Dans l’union projetée, ce n’est pas seulement le pouvoir qui serait à prendre, c’est aussi la représentation des peuples et des citoyens. D’ores et déjà le Parlement Européen se révèle ballotté par des idéologies de factions. Ce Parlement prétend à exercer un pouvoir politique, et l’a inauguré récemment en cherchant noise à un candidat commissaire, non sur ses actes politiques dans son pays, en effet discutables, mais sur ses croyance morales. Ce déplacement du terrain d’attaque ramène des siècles en arrière, aux procès en hérésie intentés à des chanceliers tombés en disgrâce. Notons que c’est le principe même d’une audition qui pousse à cette confusion des genres. Seuls peuvent se réjouir de cette joute sournoise ceux qui confondent la démocratie avec les luttes de sérail.
---*---
## [Consigne a]
Condensez le paragraphe du texte fourni qui débute par « Dans l’union projetée » en conservant ses faits principaux.

## [Données d'entrée]
---*---
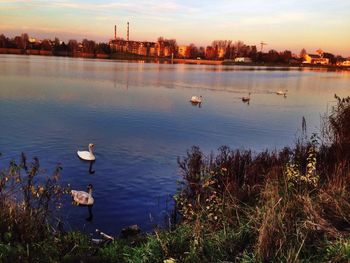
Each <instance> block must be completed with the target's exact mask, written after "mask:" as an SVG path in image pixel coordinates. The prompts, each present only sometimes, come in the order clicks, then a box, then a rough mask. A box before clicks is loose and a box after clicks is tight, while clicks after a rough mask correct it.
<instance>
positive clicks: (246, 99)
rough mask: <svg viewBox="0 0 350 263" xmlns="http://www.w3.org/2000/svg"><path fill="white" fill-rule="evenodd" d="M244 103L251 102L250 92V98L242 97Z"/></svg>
mask: <svg viewBox="0 0 350 263" xmlns="http://www.w3.org/2000/svg"><path fill="white" fill-rule="evenodd" d="M242 101H243V102H249V101H250V92H249V93H248V97H242Z"/></svg>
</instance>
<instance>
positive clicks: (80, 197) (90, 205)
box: [71, 184, 94, 206]
mask: <svg viewBox="0 0 350 263" xmlns="http://www.w3.org/2000/svg"><path fill="white" fill-rule="evenodd" d="M71 195H72V198H73V201H74V203H75V204H77V205H83V206H92V205H93V204H94V198H93V197H92V185H91V184H89V185H88V187H87V192H85V191H77V190H72V191H71Z"/></svg>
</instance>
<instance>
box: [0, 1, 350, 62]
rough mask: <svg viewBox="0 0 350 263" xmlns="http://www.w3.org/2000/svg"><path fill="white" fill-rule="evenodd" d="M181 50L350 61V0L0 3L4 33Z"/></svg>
mask: <svg viewBox="0 0 350 263" xmlns="http://www.w3.org/2000/svg"><path fill="white" fill-rule="evenodd" d="M128 21H129V22H130V39H131V40H139V41H155V40H156V39H157V38H158V37H159V36H163V37H165V38H175V39H176V40H177V43H178V44H179V45H188V44H190V43H194V44H196V45H198V46H207V45H210V44H211V42H212V41H213V40H226V39H227V40H233V41H238V40H240V41H243V42H244V43H245V44H247V45H256V46H257V47H258V48H260V42H261V41H264V42H266V43H267V46H265V47H264V50H266V51H267V50H270V49H275V50H277V51H283V50H291V51H293V52H294V53H296V54H299V53H300V50H301V49H302V48H305V49H306V50H307V52H308V53H315V51H316V50H317V49H319V48H321V49H322V50H324V51H325V52H330V53H333V54H335V55H338V54H340V55H343V56H346V57H347V56H350V0H241V1H239V0H216V1H212V0H211V1H208V0H161V1H159V0H147V1H140V0H119V1H111V0H100V1H97V0H59V1H57V0H51V1H50V0H47V1H45V0H32V1H29V0H0V33H3V34H5V35H6V36H10V37H12V36H15V35H19V34H21V33H28V34H29V35H30V36H32V37H37V38H40V39H42V38H54V37H58V38H59V39H60V40H63V41H67V40H69V39H77V40H82V39H83V38H88V39H92V40H95V41H97V42H100V41H103V42H106V41H108V40H109V39H111V38H113V37H114V25H117V35H118V36H119V37H123V38H126V23H127V22H128Z"/></svg>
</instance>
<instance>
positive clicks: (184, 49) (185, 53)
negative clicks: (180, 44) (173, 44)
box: [177, 46, 188, 58]
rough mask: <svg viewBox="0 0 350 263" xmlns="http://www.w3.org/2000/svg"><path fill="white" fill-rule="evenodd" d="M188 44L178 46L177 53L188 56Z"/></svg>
mask: <svg viewBox="0 0 350 263" xmlns="http://www.w3.org/2000/svg"><path fill="white" fill-rule="evenodd" d="M187 50H188V46H178V47H177V55H178V57H179V58H186V57H187V54H188V51H187Z"/></svg>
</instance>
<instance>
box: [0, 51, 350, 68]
mask: <svg viewBox="0 0 350 263" xmlns="http://www.w3.org/2000/svg"><path fill="white" fill-rule="evenodd" d="M0 54H7V55H25V56H28V55H29V56H30V55H37V56H57V57H72V58H89V59H106V60H119V61H131V62H142V63H145V62H146V63H162V64H195V65H225V66H245V67H265V68H266V69H271V70H274V69H278V70H289V69H291V68H292V69H300V70H302V69H304V68H314V69H329V70H345V71H348V70H350V66H337V65H317V64H304V63H293V64H283V63H258V62H252V63H242V62H234V61H225V60H208V59H180V58H174V59H171V58H168V57H147V56H141V55H136V54H131V53H113V54H105V53H103V54H102V53H101V54H100V53H96V54H94V53H77V54H75V55H70V54H68V53H67V52H63V53H62V52H56V54H55V53H53V52H52V51H45V50H30V49H28V50H20V49H15V48H0Z"/></svg>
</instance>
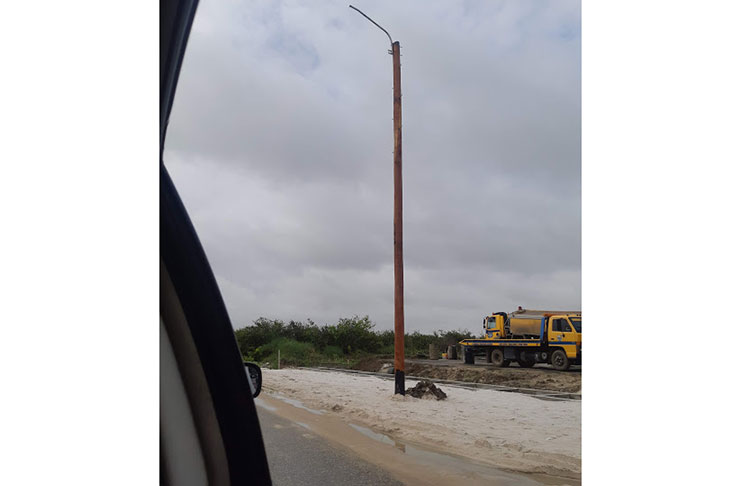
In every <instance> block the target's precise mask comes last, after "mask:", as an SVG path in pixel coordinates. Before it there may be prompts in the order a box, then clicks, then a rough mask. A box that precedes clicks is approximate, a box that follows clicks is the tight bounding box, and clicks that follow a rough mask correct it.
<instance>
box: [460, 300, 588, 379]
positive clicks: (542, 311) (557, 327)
mask: <svg viewBox="0 0 741 486" xmlns="http://www.w3.org/2000/svg"><path fill="white" fill-rule="evenodd" d="M484 333H485V334H484V337H483V338H481V339H464V340H463V341H461V342H460V343H459V344H460V345H461V348H462V350H463V352H462V355H463V360H464V363H466V364H473V362H474V356H475V355H476V354H485V355H486V362H487V363H492V364H493V365H494V366H497V367H505V366H509V365H510V363H511V362H512V361H517V364H519V365H520V366H521V367H523V368H531V367H532V366H533V365H535V363H550V364H551V366H553V367H554V368H555V369H557V370H560V371H566V370H568V369H569V367H570V366H571V365H581V312H580V311H536V310H527V309H522V308H520V309H518V310H517V311H515V312H511V313H509V314H507V313H506V312H494V313H492V314H491V315H489V316H486V317H484Z"/></svg>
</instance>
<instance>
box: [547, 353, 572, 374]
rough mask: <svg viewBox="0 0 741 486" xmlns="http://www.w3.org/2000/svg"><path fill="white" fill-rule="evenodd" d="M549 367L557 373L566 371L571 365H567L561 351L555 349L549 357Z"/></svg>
mask: <svg viewBox="0 0 741 486" xmlns="http://www.w3.org/2000/svg"><path fill="white" fill-rule="evenodd" d="M551 365H552V366H553V367H554V368H555V369H557V370H558V371H566V370H568V369H569V366H570V365H571V363H569V358H567V357H566V353H565V352H564V351H563V349H557V350H555V351H554V352H553V354H552V355H551Z"/></svg>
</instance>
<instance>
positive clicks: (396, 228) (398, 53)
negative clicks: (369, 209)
mask: <svg viewBox="0 0 741 486" xmlns="http://www.w3.org/2000/svg"><path fill="white" fill-rule="evenodd" d="M350 8H351V9H353V10H355V11H356V12H358V13H359V14H360V15H362V16H363V17H365V18H366V19H368V20H369V21H371V22H372V23H373V25H375V26H376V27H378V28H379V29H381V30H382V31H383V32H384V33H385V34H386V35H387V36H388V38H389V42H391V52H390V54H391V55H392V56H393V65H394V373H395V383H396V385H395V387H394V394H400V395H404V394H405V388H404V252H403V248H404V247H403V244H402V243H403V242H402V228H403V223H402V198H401V62H400V60H399V58H400V52H399V51H400V49H401V47H400V45H399V41H394V40H393V39H392V38H391V34H389V33H388V31H387V30H386V29H384V28H383V27H381V26H380V25H378V24H377V23H376V22H375V21H374V20H373V19H372V18H370V17H368V16H367V15H365V14H364V13H363V12H361V11H360V10H359V9H357V8H355V7H353V6H352V5H350Z"/></svg>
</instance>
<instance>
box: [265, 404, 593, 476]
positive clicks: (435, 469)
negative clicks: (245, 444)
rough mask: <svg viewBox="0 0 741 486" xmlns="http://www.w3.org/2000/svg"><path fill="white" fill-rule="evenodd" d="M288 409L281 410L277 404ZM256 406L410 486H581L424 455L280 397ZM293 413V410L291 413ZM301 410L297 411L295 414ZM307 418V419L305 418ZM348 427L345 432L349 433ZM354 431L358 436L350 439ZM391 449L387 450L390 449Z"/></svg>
mask: <svg viewBox="0 0 741 486" xmlns="http://www.w3.org/2000/svg"><path fill="white" fill-rule="evenodd" d="M271 399H277V400H280V402H283V403H285V404H288V405H291V407H285V406H284V405H282V404H281V403H280V402H278V401H275V400H271ZM257 401H260V402H264V401H272V403H273V404H274V406H273V405H268V404H267V403H258V404H259V405H260V406H261V407H262V408H265V409H267V410H270V411H271V412H273V413H276V414H277V415H279V416H281V417H283V418H285V419H288V420H291V421H292V422H294V423H295V424H297V425H299V426H301V427H304V428H306V429H309V430H311V431H312V432H314V433H316V434H318V435H320V436H322V437H324V438H325V439H328V440H330V441H333V442H336V443H339V444H340V445H341V446H342V447H343V448H346V449H350V450H352V451H353V452H355V453H356V454H357V455H358V456H359V457H360V458H361V459H364V460H366V461H368V462H372V463H375V464H377V465H379V466H381V467H383V468H384V469H386V470H387V471H389V472H390V473H392V474H394V475H396V476H397V477H398V478H399V479H400V480H402V481H403V482H405V483H408V484H417V483H424V484H431V485H447V484H450V482H451V481H452V480H456V481H457V480H460V479H461V478H464V479H465V482H466V484H468V485H470V486H475V485H500V486H515V485H517V486H520V485H522V486H528V485H531V486H542V485H566V486H569V485H577V484H581V482H580V481H579V480H575V479H567V478H560V477H555V476H549V475H543V474H533V473H530V474H527V473H514V472H512V473H510V472H506V471H503V470H501V469H497V468H494V467H491V466H486V465H482V464H477V463H474V462H471V461H469V460H467V459H465V458H462V457H456V456H453V455H448V454H444V453H439V452H433V451H431V450H426V449H424V448H422V447H421V446H418V445H411V444H409V443H406V442H402V441H398V440H394V439H393V438H391V437H390V436H388V435H386V434H383V433H380V432H376V431H375V430H373V429H371V428H368V427H364V426H362V425H358V424H354V423H348V422H345V421H344V420H342V419H341V418H339V417H337V416H334V415H332V414H329V415H328V414H325V413H324V412H323V411H320V410H314V409H311V408H309V407H306V406H305V405H304V404H303V403H301V402H300V401H299V400H295V399H291V398H287V397H284V396H281V395H267V396H265V397H264V398H263V399H258V400H257ZM292 407H295V408H293V409H292ZM296 409H299V410H296ZM305 412H309V413H310V414H311V415H308V414H306V413H305ZM348 426H349V428H348ZM353 431H355V432H357V434H354V433H353ZM388 446H391V447H388Z"/></svg>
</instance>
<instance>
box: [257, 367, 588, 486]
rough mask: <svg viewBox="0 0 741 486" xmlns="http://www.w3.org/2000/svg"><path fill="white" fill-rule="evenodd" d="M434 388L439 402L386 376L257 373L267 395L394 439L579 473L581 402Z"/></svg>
mask: <svg viewBox="0 0 741 486" xmlns="http://www.w3.org/2000/svg"><path fill="white" fill-rule="evenodd" d="M406 384H407V388H410V387H412V386H414V385H415V384H416V381H414V380H407V382H406ZM440 388H441V389H443V391H445V393H447V395H448V398H447V400H442V401H436V400H426V399H416V398H412V397H410V396H405V397H402V396H399V395H394V394H393V382H392V381H386V380H382V379H379V378H376V377H373V376H356V375H348V374H345V373H332V372H320V371H308V370H295V369H286V370H268V369H265V370H263V390H264V391H265V392H267V393H268V394H280V395H282V396H285V397H289V398H293V399H298V400H300V401H301V402H302V403H303V404H304V405H306V406H308V407H311V408H315V409H322V410H326V411H327V413H331V414H335V415H336V416H339V417H342V418H343V419H345V420H348V421H352V422H355V423H361V424H364V425H366V426H368V427H370V428H372V429H373V430H375V431H377V432H381V433H384V434H386V435H388V436H390V437H392V438H394V439H397V440H403V441H406V442H409V443H417V444H422V445H425V446H427V447H432V448H434V449H436V450H439V451H441V452H445V453H448V454H452V455H457V456H462V457H466V458H469V459H472V460H475V461H479V462H482V463H486V464H490V465H493V466H496V467H499V468H503V469H508V470H513V471H523V472H538V473H544V474H552V475H558V476H564V477H570V478H579V477H580V476H581V402H579V401H545V400H541V399H538V398H534V397H530V396H527V395H521V394H517V393H507V392H500V391H495V390H468V389H462V388H456V387H449V386H445V385H441V386H440Z"/></svg>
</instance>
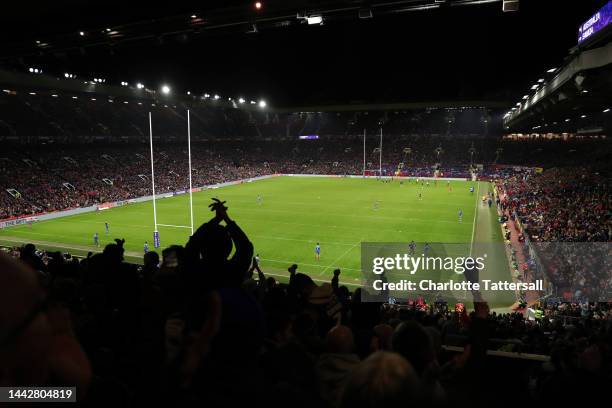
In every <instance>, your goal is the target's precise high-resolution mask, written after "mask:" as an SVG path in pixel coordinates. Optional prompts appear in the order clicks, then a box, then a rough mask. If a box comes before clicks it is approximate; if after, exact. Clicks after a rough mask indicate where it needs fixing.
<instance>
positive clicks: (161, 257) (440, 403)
mask: <svg viewBox="0 0 612 408" xmlns="http://www.w3.org/2000/svg"><path fill="white" fill-rule="evenodd" d="M228 206H231V203H228V205H225V203H224V202H219V201H216V202H214V203H213V204H211V209H212V210H213V212H214V216H213V217H212V219H211V220H210V221H209V222H207V223H205V224H203V225H202V226H201V227H200V228H198V230H197V231H196V232H195V233H194V235H193V236H192V237H191V238H190V239H189V241H188V242H187V243H186V244H185V245H184V246H179V245H175V246H172V247H169V248H166V249H164V250H163V251H162V254H161V259H160V257H159V255H158V254H157V253H155V252H149V253H147V254H145V256H144V265H143V266H136V265H132V264H128V263H125V262H124V261H123V252H124V251H123V245H124V241H123V240H120V239H117V240H116V241H115V243H114V244H109V245H108V246H107V247H106V248H105V249H104V251H103V252H102V253H100V254H95V255H92V254H90V255H89V256H88V257H86V258H85V259H81V260H79V259H76V258H73V257H71V256H69V255H67V254H61V253H46V252H44V251H38V250H37V249H36V248H35V247H34V246H33V245H31V244H30V245H25V246H24V247H22V248H14V249H13V250H11V251H10V252H9V255H13V256H12V257H11V256H7V255H5V254H2V253H0V270H2V273H1V274H0V361H1V362H2V370H0V385H2V386H15V385H19V386H26V385H37V386H41V385H69V386H76V387H77V396H78V399H79V401H81V402H82V403H84V404H86V405H91V406H139V405H142V404H155V405H170V404H171V405H172V406H227V407H229V406H238V405H244V404H249V405H253V406H296V407H297V406H300V407H301V406H303V407H312V406H321V407H343V408H344V407H346V408H349V407H351V408H355V407H381V406H410V405H421V406H431V405H439V406H458V405H459V406H461V405H464V404H466V405H467V404H470V405H472V406H474V405H476V406H480V405H483V406H484V405H485V404H486V405H489V406H490V405H496V406H497V405H504V406H506V405H507V406H510V405H514V406H516V405H517V404H528V403H554V402H555V401H561V400H562V401H564V402H565V403H574V402H582V403H585V402H586V401H587V400H588V399H590V398H598V397H605V395H607V393H608V388H607V385H609V384H610V381H611V380H612V371H611V370H612V350H611V348H610V345H611V344H612V311H611V309H610V305H609V304H595V303H591V304H547V305H541V309H542V310H543V316H542V317H541V318H540V319H537V320H529V319H526V318H525V316H524V315H523V314H520V313H510V314H508V313H496V312H491V311H490V310H489V308H488V306H487V304H486V303H481V302H475V303H474V311H473V312H467V311H466V309H465V308H463V309H461V310H459V309H455V308H454V307H453V306H452V305H451V306H448V305H443V304H434V305H426V304H422V303H421V304H419V305H418V306H417V304H416V303H413V304H411V305H389V304H384V303H373V302H364V301H362V299H361V296H360V290H359V289H356V290H354V291H353V292H352V293H351V292H350V291H349V289H348V287H347V286H343V285H342V274H341V271H339V270H336V271H334V272H333V275H332V276H330V277H329V278H330V280H329V282H322V283H321V282H319V283H317V282H315V281H314V280H313V279H311V278H310V277H309V276H308V275H307V274H304V273H301V269H300V268H299V267H298V266H297V265H287V266H288V271H287V280H288V283H287V284H282V283H280V282H279V281H277V280H276V279H275V278H273V277H271V276H266V271H265V265H260V264H259V263H258V262H257V261H256V259H254V258H253V254H254V245H253V243H252V242H251V241H250V240H249V238H248V237H247V236H246V235H245V234H244V232H243V231H242V230H241V229H240V227H239V226H238V224H237V223H236V222H235V221H234V220H232V219H231V218H230V213H231V207H230V210H228ZM230 254H232V255H231V257H230ZM16 258H19V259H16ZM446 345H452V346H459V347H460V348H458V349H449V348H448V347H446ZM490 350H497V351H509V352H511V353H510V354H509V355H508V356H500V355H499V354H497V355H495V354H492V353H491V352H490ZM516 352H521V353H537V354H538V355H539V357H538V356H536V357H537V358H526V357H527V356H522V355H521V354H517V353H516Z"/></svg>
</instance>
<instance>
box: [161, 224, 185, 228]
---*---
## [Consigne b]
Transformez en liste JSON de chaînes, une par ligne et sans les lignes vides, les lignes des données d'entrée depuis leur début jusqu'à la ligne contenant « positive clicks: (246, 99) », celle-ci incluse. Omettez les images dans la réponse.

## [Résultat a]
Dans l’union projetée, l’enjeu porterait à la fois sur le pouvoir et sur la représentation des peuples et des citoyens. Le Parlement Européen, déjà ballotté par des idéologies de factions, prétend exercer un pouvoir politique. Il l’a récemment montré en s’en prenant à un candidat commissaire pour ses croyances morales plutôt que pour ses actes politiques, pourtant discutables, dans son pays. Ce glissement rappelle les anciens procès en hérésie visant des chanceliers disgraciés, et c’est le principe même de l’audition qui favorise cette confusion. Seuls ceux qui confondent démocratie et luttes de sérail peuvent s’en réjouir.

## [Résultat b]
[
  "Each <instance> block must be completed with the target's exact mask, written after \"mask:\" as an SVG path in image pixel coordinates. The prompts, each present only sometimes, come in the order clicks, then a box, then a rough mask. A box before clicks is loose and a box after clicks is tight, while clicks after a rough mask correct it.",
  "<instance>",
  "positive clicks: (246, 99)"
]